**Supplied data**

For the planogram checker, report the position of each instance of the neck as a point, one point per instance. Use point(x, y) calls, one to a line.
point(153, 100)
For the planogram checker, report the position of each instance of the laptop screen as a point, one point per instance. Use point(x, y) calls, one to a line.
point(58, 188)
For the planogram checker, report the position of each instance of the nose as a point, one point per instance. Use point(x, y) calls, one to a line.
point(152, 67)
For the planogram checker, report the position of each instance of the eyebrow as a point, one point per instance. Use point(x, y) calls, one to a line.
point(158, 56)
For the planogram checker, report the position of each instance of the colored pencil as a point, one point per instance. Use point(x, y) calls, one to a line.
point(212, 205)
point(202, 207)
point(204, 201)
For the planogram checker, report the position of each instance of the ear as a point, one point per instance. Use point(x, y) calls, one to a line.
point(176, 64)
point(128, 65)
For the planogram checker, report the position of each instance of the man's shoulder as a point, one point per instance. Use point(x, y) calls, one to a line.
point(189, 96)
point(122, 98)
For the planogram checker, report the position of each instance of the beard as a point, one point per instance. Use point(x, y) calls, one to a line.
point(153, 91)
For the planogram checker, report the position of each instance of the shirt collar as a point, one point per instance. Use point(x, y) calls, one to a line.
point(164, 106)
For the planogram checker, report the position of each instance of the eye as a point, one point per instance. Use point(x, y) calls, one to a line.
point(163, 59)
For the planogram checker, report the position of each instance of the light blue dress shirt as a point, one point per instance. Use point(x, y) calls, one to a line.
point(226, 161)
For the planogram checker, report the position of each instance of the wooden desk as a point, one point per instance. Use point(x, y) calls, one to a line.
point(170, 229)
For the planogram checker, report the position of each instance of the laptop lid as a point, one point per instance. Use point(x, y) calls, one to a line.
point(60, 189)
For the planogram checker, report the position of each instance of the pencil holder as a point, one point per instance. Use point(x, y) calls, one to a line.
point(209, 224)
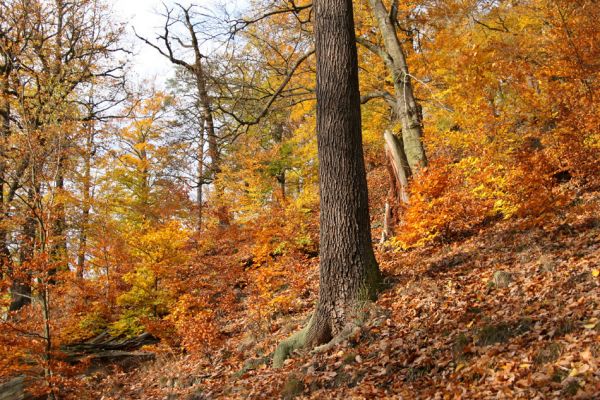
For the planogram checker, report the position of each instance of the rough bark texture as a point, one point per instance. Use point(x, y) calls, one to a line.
point(407, 109)
point(349, 274)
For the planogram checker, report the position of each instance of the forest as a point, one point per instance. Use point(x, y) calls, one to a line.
point(325, 199)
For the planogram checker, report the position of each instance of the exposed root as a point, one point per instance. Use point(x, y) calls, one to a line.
point(287, 346)
point(308, 336)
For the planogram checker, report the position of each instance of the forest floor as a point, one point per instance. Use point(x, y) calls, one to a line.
point(512, 311)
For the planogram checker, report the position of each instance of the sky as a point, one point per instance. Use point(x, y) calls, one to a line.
point(143, 15)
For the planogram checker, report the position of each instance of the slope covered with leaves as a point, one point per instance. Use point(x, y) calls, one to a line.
point(510, 312)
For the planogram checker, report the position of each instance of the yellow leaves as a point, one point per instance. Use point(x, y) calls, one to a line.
point(591, 324)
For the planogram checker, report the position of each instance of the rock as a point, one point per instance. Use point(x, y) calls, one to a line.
point(547, 264)
point(14, 390)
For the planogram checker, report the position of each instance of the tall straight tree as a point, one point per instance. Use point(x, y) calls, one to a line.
point(349, 274)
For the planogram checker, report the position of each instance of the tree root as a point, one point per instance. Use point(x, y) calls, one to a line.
point(300, 339)
point(287, 346)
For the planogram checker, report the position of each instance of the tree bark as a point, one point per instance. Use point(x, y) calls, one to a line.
point(349, 274)
point(86, 203)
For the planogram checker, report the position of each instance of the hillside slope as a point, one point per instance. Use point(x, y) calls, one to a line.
point(511, 312)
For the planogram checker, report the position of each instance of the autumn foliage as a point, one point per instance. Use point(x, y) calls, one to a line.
point(117, 220)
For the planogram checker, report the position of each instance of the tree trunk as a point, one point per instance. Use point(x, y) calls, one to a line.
point(349, 274)
point(4, 135)
point(21, 287)
point(86, 204)
point(407, 109)
point(200, 174)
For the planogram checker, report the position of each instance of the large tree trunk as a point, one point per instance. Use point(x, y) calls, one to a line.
point(407, 109)
point(4, 135)
point(349, 274)
point(20, 291)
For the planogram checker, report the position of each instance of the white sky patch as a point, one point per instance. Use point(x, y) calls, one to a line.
point(144, 16)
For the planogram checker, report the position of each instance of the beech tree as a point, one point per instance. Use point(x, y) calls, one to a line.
point(349, 273)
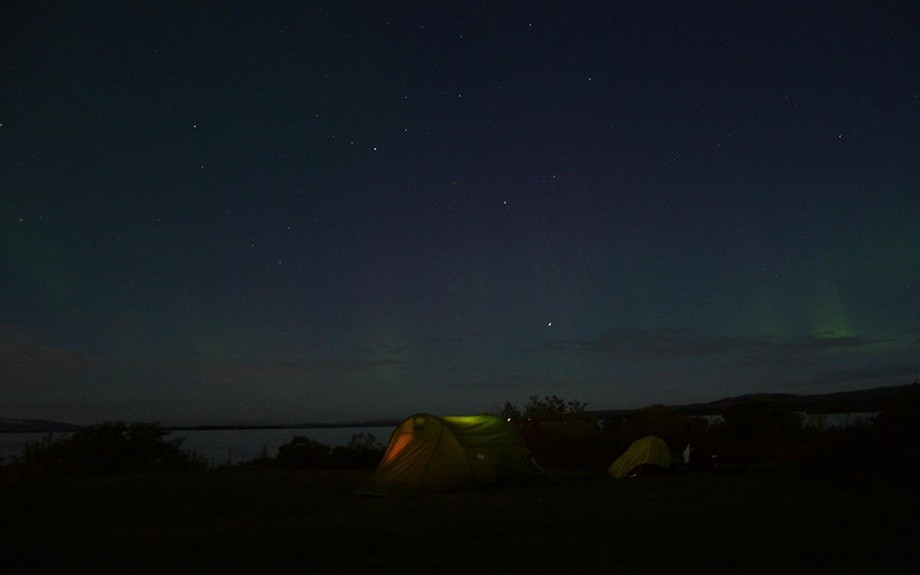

**Exercise details**
Copy out everything in the records from the line containing "of the shirt" down to the line containing "point(164, 106)", word for word, and nothing else.

**Reply to the task**
For the planogram checker, report the position of each instance of the shirt collar as a point, one point per instance. Use point(x, y) calls, one to a line.
point(164, 106)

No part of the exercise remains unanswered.